Il Marmo cariato di Silvia Bre e l'Amore dispari di un'esordiente

Torniamo ancora una volta ai poeti stitici e agli editori ingordi. Prendiamo ad esempio Marmo, di Silvia Bre, appena pubblicato da Einaudi; definirlo “raccolta”, come fa l’editore in quarta di copertina, è quantomeno azzardato. Sarebbe più giusto dire “raccogliticcia”, essendo una messe di versi mediocri raggranellati per dar volume a un’unica composizione veramente poetica, che, troppo esile per farsi libro, rischiava l’ospizio di qualche rivistucola di poesia. Pur di non finire tra i Nove e i Manacorda abituali avventori d’almanacchi poetastri, la stitica autrice dev’essersi spremuta la vena poetica fino a mungerne qualche strofetta ancillare, qualche versicolo per futili motivi, un po’ di imbottitura lirica che aiutasse l’editore a racimolare le fatidiche novanta pagine, soglia minima per poter dare corpo – e cassa – a un libro di poesie non della Szymborska.
Delle novanta pagine di Marmo, se ne salva dunque una dozzina, una splendida dozzina dedicata a San Sebastiano e forgiata in “poema tragico” con grande potenza sonora ed emotiva: “E sono Sebastiano | il nudo ascolto | la perfetta capienza delle frecce – | nessuna andrà perduta. | Eccomi, sono | questo sacro convegno di miserie”; e ancora: “Frecce che devastate fatemi largo | non mancatemi in me da parte a parte – | vengo da voi, che mi portate il centro”; o ancora: “Come mi fiacca | la voglia di morire, a volte, | come mi monta, | quanto mi scavalca… | E mai che mi riceva come un nido.”

__________

__Compito 1__
Estrai dai record tutte le righe che contengono la stringa "black", tenendo conto di maiuscole e minuscole.
I record non hanno alcun legame con la recensione.

__________

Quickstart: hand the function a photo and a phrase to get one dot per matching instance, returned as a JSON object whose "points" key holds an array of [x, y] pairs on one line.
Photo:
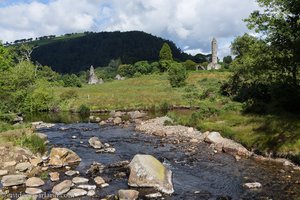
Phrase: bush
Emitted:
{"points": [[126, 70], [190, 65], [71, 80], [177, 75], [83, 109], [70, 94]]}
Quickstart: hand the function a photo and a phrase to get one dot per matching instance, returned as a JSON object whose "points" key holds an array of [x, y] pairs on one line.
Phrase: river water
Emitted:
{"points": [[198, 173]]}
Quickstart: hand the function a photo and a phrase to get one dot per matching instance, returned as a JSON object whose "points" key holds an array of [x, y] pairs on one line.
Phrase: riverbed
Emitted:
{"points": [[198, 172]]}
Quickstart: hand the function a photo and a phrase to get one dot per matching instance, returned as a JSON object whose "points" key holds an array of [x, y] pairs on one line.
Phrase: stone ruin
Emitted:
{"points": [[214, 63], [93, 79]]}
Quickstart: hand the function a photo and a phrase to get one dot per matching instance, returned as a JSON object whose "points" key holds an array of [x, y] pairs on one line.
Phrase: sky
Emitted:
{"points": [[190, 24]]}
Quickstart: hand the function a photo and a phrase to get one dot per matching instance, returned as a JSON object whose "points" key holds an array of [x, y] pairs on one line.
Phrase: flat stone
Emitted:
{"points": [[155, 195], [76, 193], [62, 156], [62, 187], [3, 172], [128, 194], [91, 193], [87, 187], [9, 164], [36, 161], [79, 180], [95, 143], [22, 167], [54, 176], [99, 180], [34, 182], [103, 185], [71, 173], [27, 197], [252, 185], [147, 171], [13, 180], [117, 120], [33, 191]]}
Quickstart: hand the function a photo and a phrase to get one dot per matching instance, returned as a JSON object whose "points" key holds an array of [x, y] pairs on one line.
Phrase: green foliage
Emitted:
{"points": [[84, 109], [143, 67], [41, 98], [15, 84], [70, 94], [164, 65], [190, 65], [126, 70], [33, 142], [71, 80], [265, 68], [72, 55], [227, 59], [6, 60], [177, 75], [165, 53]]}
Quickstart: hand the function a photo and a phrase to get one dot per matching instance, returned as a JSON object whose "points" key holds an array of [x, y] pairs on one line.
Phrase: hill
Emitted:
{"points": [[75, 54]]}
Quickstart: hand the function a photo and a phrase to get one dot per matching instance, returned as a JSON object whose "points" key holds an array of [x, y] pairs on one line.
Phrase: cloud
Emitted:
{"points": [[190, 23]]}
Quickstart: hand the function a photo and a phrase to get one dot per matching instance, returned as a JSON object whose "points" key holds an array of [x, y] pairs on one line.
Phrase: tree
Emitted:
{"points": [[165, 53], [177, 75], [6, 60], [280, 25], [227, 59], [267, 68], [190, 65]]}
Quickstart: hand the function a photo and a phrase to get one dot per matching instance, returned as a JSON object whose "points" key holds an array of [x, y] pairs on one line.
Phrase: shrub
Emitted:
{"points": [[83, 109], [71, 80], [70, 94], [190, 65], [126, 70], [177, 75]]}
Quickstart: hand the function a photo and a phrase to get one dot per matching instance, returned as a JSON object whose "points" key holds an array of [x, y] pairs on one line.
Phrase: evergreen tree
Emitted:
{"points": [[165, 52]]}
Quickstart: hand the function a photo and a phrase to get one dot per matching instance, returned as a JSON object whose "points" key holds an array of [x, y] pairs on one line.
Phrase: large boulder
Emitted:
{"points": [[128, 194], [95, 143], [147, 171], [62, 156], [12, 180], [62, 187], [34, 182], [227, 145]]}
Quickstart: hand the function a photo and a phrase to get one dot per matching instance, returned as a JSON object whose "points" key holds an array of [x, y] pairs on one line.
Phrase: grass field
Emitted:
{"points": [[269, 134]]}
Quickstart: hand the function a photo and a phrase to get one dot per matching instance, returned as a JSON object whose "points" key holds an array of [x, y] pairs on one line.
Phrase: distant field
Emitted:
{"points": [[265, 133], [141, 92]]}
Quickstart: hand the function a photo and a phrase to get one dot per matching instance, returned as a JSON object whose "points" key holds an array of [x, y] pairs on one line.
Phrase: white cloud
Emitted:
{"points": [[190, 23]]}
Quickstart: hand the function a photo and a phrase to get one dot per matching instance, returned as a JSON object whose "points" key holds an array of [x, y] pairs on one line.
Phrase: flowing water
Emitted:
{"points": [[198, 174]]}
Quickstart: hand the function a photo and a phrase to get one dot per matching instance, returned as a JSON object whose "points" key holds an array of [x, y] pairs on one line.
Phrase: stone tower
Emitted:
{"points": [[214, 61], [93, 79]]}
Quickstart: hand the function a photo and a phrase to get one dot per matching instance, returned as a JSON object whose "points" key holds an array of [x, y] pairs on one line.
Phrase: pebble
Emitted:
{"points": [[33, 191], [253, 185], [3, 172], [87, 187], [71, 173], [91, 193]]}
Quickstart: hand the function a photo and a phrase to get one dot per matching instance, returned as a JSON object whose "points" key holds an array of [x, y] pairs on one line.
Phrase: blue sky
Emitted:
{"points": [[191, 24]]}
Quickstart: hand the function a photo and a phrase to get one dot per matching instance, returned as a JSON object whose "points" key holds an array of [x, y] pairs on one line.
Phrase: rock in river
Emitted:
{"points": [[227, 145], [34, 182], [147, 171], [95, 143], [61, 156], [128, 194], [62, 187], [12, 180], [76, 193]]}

__________

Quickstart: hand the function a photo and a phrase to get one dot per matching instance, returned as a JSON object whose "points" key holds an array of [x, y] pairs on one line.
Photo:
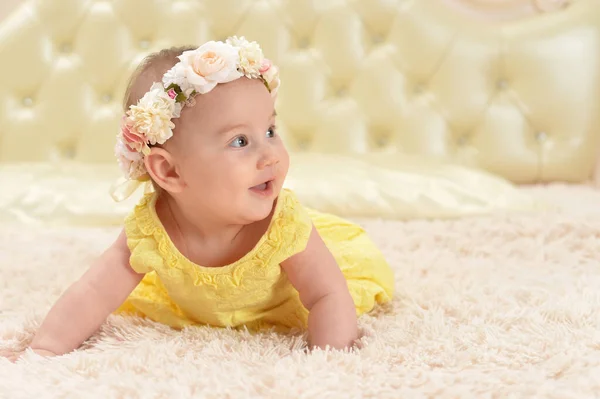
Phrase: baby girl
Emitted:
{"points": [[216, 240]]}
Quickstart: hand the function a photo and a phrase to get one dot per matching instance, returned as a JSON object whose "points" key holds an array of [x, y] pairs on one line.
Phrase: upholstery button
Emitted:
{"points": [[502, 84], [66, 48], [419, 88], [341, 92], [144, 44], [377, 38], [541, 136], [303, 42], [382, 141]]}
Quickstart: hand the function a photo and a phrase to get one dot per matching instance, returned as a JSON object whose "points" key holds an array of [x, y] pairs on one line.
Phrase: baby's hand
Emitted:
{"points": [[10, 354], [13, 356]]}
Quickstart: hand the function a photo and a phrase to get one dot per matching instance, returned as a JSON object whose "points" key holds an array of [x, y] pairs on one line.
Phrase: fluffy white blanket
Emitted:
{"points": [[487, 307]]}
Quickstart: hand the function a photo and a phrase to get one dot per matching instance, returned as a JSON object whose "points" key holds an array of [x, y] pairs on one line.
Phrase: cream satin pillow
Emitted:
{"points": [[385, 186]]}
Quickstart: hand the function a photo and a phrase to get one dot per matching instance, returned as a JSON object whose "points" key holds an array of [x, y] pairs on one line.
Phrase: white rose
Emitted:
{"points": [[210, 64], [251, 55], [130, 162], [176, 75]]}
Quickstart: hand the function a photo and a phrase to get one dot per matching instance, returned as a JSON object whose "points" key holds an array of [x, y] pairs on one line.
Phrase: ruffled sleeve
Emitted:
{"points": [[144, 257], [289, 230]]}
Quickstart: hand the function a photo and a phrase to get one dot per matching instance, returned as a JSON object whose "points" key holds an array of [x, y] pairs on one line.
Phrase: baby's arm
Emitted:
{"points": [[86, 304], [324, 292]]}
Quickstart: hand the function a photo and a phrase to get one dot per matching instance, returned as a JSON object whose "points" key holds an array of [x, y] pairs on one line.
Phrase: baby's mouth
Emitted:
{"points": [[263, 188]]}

__________

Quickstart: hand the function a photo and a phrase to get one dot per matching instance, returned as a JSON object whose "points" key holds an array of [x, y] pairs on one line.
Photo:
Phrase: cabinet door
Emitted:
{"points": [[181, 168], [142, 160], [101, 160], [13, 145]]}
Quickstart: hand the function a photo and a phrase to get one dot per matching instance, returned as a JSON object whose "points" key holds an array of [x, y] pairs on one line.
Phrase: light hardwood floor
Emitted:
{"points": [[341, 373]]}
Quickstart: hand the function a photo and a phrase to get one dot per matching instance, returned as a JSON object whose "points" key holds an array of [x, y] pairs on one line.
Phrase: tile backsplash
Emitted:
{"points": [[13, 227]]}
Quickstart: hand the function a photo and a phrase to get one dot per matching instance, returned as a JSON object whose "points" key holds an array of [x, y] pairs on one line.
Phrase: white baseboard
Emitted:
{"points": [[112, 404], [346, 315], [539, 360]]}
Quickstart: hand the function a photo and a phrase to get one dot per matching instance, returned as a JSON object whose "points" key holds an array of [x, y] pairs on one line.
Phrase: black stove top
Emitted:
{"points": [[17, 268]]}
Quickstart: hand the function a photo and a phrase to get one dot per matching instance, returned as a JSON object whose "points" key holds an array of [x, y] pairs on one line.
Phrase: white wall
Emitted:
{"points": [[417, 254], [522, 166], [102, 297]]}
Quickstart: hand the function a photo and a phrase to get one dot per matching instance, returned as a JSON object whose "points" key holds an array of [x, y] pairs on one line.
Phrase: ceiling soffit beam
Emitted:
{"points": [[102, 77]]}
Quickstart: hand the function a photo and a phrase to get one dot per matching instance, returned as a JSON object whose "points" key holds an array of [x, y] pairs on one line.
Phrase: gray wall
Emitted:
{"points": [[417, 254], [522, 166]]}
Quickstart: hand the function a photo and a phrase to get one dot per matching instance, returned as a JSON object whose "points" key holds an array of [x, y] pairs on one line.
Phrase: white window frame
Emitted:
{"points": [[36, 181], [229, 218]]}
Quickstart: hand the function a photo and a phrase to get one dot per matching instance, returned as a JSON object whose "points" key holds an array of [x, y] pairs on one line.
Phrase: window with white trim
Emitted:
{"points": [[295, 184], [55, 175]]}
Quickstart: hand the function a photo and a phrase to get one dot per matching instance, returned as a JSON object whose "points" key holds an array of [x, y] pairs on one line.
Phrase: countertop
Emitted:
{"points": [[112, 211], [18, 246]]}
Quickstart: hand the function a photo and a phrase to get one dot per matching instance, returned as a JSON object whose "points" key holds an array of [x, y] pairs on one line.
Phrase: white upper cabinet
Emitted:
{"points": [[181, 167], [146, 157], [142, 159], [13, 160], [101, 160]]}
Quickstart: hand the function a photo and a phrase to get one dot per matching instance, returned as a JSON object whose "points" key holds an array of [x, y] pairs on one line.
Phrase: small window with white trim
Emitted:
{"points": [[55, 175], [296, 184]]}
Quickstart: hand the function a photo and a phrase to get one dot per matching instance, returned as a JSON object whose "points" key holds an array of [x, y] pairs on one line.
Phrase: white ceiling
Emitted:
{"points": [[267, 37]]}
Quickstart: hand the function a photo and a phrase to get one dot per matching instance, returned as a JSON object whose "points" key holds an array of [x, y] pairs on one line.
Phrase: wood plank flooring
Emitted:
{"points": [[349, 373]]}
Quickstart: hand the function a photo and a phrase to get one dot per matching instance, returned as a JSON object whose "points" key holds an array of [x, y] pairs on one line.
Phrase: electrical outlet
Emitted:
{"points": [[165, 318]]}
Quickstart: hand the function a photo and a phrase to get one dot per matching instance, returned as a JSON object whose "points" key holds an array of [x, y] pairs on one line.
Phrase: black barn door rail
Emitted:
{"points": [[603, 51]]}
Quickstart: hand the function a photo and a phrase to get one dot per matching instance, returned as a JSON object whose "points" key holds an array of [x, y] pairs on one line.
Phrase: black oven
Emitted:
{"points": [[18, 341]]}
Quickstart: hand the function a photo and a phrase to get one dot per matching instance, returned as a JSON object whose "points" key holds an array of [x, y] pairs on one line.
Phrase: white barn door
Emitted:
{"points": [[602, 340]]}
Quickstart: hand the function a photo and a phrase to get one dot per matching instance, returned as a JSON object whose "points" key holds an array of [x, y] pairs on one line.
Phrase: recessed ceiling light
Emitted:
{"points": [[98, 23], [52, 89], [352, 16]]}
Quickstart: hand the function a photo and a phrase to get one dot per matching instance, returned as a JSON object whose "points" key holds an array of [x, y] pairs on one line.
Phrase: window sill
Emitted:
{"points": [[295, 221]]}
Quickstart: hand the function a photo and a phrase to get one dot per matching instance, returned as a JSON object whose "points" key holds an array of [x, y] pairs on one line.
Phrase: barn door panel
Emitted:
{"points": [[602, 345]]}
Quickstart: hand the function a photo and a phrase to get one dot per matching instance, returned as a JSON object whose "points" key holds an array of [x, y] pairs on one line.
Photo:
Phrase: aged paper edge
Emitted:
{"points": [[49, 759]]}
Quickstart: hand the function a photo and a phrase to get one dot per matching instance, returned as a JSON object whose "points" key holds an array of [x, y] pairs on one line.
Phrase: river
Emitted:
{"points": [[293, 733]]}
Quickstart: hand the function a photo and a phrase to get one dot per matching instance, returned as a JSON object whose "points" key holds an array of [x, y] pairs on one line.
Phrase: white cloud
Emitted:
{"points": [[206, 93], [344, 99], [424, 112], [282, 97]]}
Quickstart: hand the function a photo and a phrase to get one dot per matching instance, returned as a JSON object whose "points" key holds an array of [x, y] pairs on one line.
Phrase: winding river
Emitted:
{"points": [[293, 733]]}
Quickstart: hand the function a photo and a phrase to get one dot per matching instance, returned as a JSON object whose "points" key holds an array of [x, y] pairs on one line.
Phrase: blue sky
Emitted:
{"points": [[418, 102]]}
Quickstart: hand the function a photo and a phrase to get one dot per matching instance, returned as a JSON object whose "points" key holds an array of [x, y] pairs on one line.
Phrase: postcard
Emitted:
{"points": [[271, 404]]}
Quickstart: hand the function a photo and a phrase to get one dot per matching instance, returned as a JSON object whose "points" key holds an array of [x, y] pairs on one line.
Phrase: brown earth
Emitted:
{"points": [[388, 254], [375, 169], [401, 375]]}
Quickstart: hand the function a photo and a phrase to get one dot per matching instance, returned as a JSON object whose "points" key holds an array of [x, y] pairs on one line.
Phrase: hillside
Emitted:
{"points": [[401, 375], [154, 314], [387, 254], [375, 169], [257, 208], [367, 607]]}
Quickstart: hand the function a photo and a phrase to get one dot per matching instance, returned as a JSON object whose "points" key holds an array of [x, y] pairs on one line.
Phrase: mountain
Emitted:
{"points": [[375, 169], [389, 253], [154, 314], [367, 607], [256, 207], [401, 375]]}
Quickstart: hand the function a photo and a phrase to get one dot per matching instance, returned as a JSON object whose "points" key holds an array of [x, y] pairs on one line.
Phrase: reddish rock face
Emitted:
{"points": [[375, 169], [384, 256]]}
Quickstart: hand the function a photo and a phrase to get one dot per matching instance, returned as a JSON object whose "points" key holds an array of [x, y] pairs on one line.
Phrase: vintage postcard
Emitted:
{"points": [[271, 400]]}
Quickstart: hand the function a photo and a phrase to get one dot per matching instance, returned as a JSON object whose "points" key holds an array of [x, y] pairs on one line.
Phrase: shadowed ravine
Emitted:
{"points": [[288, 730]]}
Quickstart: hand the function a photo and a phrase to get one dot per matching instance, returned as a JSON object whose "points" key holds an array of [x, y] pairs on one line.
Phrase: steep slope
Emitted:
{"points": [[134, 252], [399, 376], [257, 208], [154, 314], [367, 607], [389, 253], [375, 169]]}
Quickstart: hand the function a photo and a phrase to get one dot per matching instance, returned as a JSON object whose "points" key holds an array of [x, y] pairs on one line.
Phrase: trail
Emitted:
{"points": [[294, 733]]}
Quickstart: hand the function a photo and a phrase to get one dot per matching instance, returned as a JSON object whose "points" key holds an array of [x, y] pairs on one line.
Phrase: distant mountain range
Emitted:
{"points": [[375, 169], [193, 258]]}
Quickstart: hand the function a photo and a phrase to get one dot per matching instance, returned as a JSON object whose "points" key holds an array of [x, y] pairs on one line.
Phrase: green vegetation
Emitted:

__________

__Compito 2__
Scrivi il seguito della recensione su Marmo di Silvia Bre, partendo dopo la sua ultima frase.

__Soluzione esercizio 1__
Phrase: black stove top
Phrase: black barn door rail
Phrase: black oven

__Soluzione esercizio 2__
Belle come sono – e malgrado l'eccessivo e stucchevole ricorso al pronome intensivo (“E io mi tremo come un monumento”, “vi muoio comunque”, “finché mi tocca sfondo la mia scena”…) – ci piacerebbe darvi altre prove di questa facile ma efficacissima metafora d’uomo concepita dalla Bre. Ma sommeremmo ingiustizia a ingiustizia. La prima è stata farvi assaggiare, a mo’ di Cana, il vino decente prima di quello scadente – nonostante l’editore abbia relegato in fondo all’orcio i sorsi migliori, forse con la speranza di lasciarci la bocca buona dopo avercela impastata di versi insulsi. La seconda consisterebbe appunto nell’illudervi che i versi di Marmo siano tutti preziosi e vibranti come quelli del “Sempre perdendosi” di Sebastiano.
Non è così: per approdare a quella perfetta compiutezza, il lettore deve superare una cordigliera di pseudo-epigrammi a rime cariate (“Scocca l’istante scocca | e il tuo destino è piccolo | ti sta nelle mani | ti tocca.”), voragini logiche(“come quando alle sei di mattina ci svegliamo | davanti alla deposizione tacita del giorno”), coelhonate da brivido (“Il dono a volte è solo un vetro opaco | che va riconosciuto in mezzo al niente”), e perfino un paio di quei finalini a effetto da cui di solito partono i poetastri per costruire le loro goffe liriche à rebours (“…in ginocchio | dentro una stella che non sa morire”).
Tutt’altro percorso, più agevole, toccante e intimamente lirico, è quello dei versi dell’esordiente Lucia Piani. Sin dal titolo del volume, Poesie dell’amore dispari (Edizioni Clandestine), l’autrice mostra di possedere quello che per Tagore era il talento del vero poeta: “far sentire la bellezza di una sua idea agli altri uomini”. C’è sì qualche ingenuità (l’ostinata rinuncia al punto, che spesso impedisce il necessario stacco di senso, o i titoli che cercano troppo di fare i simpatici o di significare più del dovuto), ma viene  ripagata dalla qualità dei pensieri e dalla loro quasi sempre impeccabile messa in posa.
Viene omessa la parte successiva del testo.